(Given instruction):
Please arrange the listing below as a Markdown table with the columns Row and Line, giving each line its row number and leaving out blank lines. Start at the first line of the listing and stop after the line that contains "90 L 30 108".

-----

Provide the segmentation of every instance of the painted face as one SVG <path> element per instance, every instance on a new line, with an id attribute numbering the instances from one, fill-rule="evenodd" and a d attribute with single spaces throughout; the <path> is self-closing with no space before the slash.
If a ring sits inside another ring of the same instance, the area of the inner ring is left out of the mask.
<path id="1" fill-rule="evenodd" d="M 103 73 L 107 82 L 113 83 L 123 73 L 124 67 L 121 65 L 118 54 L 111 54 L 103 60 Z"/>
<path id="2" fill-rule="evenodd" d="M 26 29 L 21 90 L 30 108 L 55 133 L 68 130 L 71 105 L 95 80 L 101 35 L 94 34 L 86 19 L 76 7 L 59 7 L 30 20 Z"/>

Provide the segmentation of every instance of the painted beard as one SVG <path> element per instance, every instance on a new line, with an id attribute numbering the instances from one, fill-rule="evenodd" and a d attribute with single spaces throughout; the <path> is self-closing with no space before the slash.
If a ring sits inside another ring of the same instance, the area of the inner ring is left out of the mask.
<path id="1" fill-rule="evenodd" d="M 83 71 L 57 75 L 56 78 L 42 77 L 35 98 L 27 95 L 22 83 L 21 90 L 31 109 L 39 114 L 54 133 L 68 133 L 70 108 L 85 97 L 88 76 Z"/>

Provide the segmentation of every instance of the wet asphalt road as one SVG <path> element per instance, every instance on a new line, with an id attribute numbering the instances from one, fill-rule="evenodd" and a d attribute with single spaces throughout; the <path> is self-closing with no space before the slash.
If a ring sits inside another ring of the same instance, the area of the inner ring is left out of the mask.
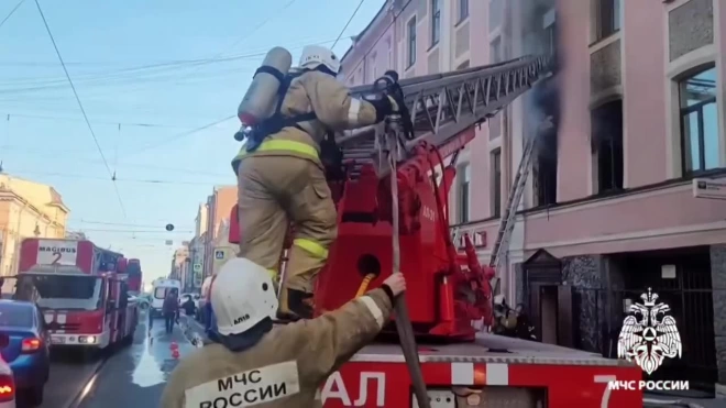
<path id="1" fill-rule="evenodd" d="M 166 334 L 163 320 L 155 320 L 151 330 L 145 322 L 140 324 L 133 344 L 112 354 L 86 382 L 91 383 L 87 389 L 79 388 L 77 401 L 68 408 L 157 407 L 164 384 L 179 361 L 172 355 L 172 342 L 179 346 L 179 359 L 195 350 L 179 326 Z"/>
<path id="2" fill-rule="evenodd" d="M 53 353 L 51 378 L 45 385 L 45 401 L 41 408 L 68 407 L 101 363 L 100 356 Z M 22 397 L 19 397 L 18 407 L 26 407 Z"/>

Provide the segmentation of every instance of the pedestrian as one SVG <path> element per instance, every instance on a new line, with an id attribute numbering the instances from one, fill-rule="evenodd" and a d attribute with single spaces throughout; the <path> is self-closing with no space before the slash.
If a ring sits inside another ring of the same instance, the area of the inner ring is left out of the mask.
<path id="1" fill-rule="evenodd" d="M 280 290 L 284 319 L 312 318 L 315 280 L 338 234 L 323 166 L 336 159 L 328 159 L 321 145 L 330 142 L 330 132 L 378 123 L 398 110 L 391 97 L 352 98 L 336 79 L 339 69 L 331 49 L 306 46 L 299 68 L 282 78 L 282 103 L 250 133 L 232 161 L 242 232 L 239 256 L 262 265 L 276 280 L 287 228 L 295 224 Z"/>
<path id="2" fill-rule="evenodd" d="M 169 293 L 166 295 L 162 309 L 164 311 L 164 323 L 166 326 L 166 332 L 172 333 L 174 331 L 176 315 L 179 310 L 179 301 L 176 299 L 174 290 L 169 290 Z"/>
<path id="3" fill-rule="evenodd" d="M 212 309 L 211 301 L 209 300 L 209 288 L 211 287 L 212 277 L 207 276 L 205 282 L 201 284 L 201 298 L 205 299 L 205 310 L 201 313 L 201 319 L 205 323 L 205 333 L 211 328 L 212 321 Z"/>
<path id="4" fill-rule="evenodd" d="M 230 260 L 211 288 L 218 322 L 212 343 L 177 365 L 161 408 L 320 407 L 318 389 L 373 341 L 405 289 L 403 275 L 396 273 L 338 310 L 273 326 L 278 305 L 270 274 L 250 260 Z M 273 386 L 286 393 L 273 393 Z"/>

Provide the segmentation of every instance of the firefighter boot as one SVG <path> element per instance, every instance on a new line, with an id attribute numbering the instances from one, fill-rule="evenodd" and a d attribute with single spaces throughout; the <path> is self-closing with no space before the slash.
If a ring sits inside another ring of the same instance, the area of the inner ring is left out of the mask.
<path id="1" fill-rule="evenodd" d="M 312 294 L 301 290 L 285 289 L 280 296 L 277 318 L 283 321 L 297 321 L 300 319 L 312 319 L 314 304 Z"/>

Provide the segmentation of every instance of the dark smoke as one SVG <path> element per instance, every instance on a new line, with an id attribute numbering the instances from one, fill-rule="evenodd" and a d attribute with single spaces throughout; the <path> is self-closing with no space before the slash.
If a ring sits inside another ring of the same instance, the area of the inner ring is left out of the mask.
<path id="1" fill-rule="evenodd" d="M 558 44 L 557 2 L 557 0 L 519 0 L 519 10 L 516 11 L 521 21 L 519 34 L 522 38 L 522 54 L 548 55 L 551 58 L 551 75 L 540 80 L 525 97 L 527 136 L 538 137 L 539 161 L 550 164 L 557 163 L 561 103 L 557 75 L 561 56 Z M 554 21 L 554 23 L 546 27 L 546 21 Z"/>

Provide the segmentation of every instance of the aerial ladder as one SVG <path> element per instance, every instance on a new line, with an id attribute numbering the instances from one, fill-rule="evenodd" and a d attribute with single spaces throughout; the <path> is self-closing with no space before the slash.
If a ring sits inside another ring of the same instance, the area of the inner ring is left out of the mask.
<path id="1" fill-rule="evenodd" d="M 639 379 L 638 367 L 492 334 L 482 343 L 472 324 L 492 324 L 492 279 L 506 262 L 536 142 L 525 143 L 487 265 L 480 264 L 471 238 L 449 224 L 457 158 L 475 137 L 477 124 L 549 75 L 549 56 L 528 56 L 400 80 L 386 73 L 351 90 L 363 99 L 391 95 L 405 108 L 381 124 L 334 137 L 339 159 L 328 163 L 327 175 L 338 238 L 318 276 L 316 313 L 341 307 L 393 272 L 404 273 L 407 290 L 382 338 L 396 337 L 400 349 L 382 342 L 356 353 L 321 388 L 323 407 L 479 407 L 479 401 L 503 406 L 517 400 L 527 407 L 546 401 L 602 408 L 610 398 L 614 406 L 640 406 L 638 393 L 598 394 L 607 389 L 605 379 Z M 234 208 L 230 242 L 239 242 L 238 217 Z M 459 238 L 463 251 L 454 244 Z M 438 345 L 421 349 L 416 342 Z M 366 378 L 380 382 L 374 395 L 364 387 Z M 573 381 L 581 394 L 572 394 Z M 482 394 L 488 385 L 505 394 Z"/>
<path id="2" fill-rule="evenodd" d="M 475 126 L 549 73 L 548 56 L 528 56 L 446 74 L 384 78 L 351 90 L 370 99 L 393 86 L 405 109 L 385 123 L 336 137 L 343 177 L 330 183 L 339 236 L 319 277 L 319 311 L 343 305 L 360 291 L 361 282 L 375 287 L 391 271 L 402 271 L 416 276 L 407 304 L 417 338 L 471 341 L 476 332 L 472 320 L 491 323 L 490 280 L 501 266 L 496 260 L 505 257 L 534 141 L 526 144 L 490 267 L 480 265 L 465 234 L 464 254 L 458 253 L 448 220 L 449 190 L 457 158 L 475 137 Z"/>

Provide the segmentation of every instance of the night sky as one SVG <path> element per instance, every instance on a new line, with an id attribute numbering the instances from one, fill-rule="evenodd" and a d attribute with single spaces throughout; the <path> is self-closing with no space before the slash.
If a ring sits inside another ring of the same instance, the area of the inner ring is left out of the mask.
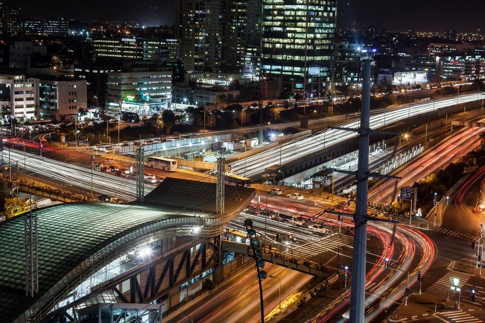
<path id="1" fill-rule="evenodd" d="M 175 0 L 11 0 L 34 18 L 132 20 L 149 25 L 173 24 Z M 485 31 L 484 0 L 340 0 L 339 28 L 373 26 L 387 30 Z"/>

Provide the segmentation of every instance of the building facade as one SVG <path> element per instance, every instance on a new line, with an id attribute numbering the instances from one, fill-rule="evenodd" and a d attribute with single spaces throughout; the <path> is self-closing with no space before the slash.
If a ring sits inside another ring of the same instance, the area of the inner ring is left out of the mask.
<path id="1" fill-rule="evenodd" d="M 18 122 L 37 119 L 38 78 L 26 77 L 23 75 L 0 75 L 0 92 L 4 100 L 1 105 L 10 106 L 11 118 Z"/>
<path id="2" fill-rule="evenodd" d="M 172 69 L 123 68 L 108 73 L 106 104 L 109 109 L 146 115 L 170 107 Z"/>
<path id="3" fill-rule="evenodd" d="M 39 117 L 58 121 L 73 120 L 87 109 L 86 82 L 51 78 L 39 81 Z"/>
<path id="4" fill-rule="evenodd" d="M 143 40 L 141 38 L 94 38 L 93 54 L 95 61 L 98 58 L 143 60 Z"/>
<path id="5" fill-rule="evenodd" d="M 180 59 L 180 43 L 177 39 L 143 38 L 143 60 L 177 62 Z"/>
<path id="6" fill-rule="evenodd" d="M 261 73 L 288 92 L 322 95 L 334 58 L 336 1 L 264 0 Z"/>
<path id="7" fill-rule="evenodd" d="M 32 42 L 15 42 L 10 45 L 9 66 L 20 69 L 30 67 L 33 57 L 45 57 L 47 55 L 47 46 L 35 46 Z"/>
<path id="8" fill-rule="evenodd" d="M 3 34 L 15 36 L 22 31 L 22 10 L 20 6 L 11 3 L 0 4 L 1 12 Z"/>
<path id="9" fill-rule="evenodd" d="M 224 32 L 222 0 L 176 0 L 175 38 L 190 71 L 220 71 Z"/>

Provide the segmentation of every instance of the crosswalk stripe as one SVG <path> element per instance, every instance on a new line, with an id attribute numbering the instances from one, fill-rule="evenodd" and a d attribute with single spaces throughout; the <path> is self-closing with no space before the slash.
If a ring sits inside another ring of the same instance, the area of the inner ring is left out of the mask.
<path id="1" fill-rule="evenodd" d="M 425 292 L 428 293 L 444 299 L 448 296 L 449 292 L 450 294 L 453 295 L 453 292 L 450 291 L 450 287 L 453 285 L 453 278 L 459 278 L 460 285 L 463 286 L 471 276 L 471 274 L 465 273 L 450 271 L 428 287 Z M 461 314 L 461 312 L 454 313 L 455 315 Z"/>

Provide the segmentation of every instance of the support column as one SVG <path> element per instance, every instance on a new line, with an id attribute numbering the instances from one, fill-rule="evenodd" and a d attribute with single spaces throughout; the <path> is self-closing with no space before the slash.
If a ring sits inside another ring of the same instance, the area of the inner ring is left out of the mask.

-----

(Finished exercise):
| Row | Line |
|---|---|
| 1 | Provide the segmentation of every instance of the painted face as one SVG <path> element per instance, every instance on a new line, with an id attribute numbering the instances from one, fill-rule="evenodd" and a d attribute with single spaces throughout; the <path> is self-closing with no space before the slash. |
| 2 | If a ring sits inside another ring of the same instance, the area of the inner ring is left out of the mask. |
| 3 | <path id="1" fill-rule="evenodd" d="M 103 73 L 107 82 L 113 83 L 123 73 L 124 67 L 121 65 L 118 54 L 111 54 L 103 60 Z"/> |
| 4 | <path id="2" fill-rule="evenodd" d="M 26 29 L 21 90 L 30 108 L 55 133 L 68 130 L 71 105 L 95 80 L 101 35 L 94 34 L 86 19 L 76 7 L 59 7 L 30 20 Z"/> |